EXERCISE:
From the text on water, energy and land insecurity in global supply chains, extract the passage that starts at "Water, energy and land insecurity in global" and stops after "countries and globally.", copying it word for word.

SELECTED EXCERPT:
-------------------------

Water, energy and land insecurity in global supply chains

https://doi.org/10.1016/j.gloenvcha.2020.102158Get rights and content

Highlights

  • Global assessment of water, energy and land insecurity in 189 countries.

  • Resource insecurity is observed in both individual countries and globally.

  • Countries are more exposed to resource insecurity beyond their borders.

  • Interventions are needed at source to reduce resource insecurity.

  • Diversifying imports unlikely to de-risk supply chains due to widespread trade risks.

Abstract

National consumption of goods and services is met by domestic production and international trade. As a result, countries and sectors exert pressure on natural resources both within and beyond their national borders. Where this resource demand is imposed matters to the effective management of global resource insecurity. Although instructive, the ‘resource footprint’ of a country or sector – a common yardstick to assess the sustainability of consumption – does not distinguish its origin of production and associated resource risk. As a result, the source and severity of global resource insecurity remains poorly understood. To understand how resource use connects different actors within the global economy, the water, energy and land footprints of 189 countries and 14838 country sectors are analysed by source (domestic, macro-regional and remote) and risk (high, medium and low). Linking national consumption to source reveals countries and sectors are highly exposed, directly (via domestic production) and indirectly (via imports), to over-exploited, insecure, and degraded water, energy, and land resources. However, countries and sectors exhibit greater exposure to resource risks via international trade (80–90%), mainly from remote production sources. Within this context, countries and sectors share the same sources of resource supply and risk, highlighting an opportunity to manage their resource security by intervening in upstream global supply chains. Nevertheless, our findings also invite critical reflection on whether globalisation is compatible with managing risks countries face and drive across the global water-energy-land system.

-------------------------

DATASET SECTION:
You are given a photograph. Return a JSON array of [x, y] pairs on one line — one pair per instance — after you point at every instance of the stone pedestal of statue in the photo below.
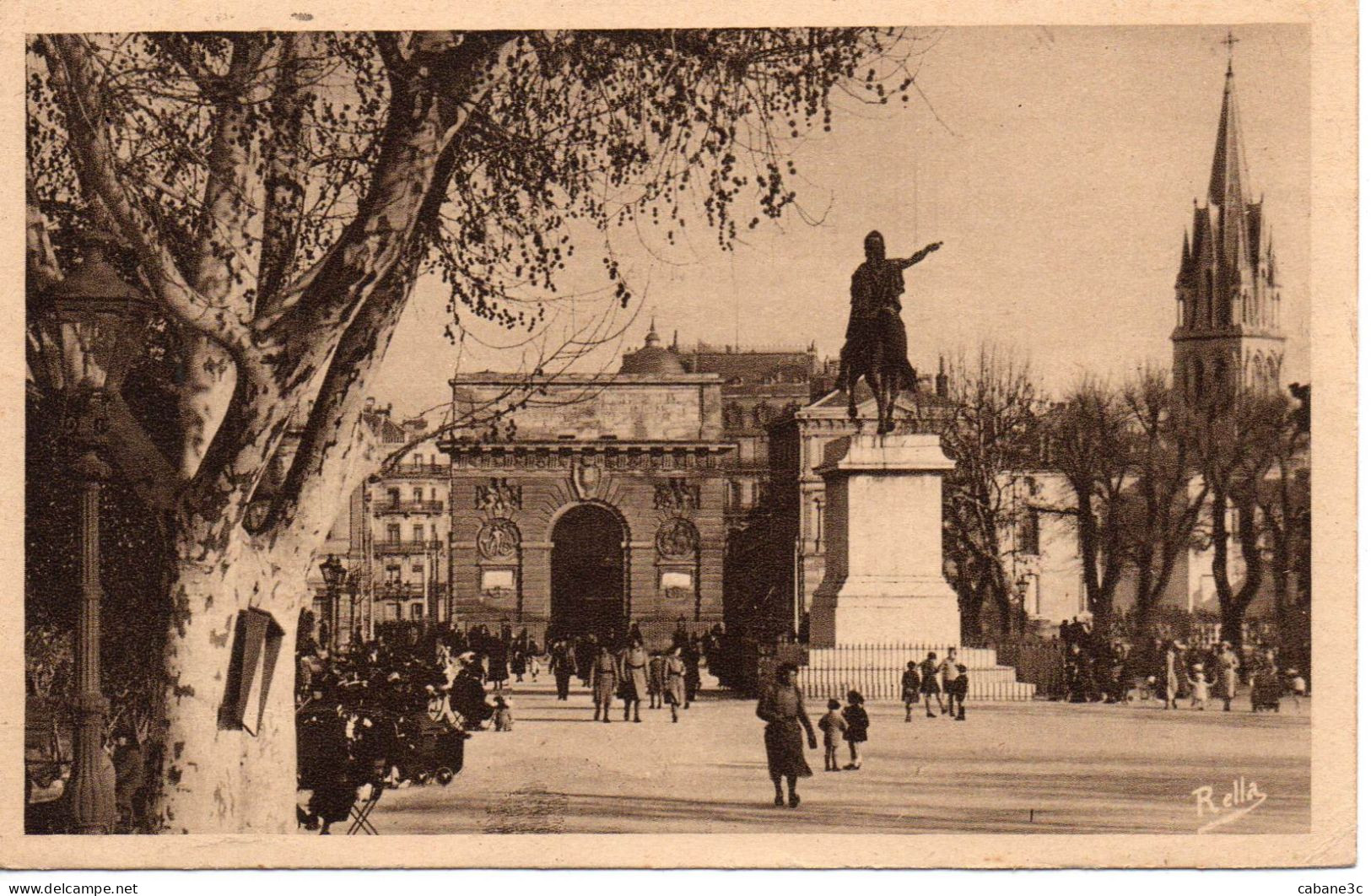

-------------------------

WRITTEN SOLUTION:
Water, energy and land insecurity in global supply chains

https://doi.org/10.1016/j.gloenvcha.2020.102158Get rights and content

Highlights

  • Global assessment of water, energy and land insecurity in 189 countries.

  • Resource insecurity is observed in both individual countries and globally.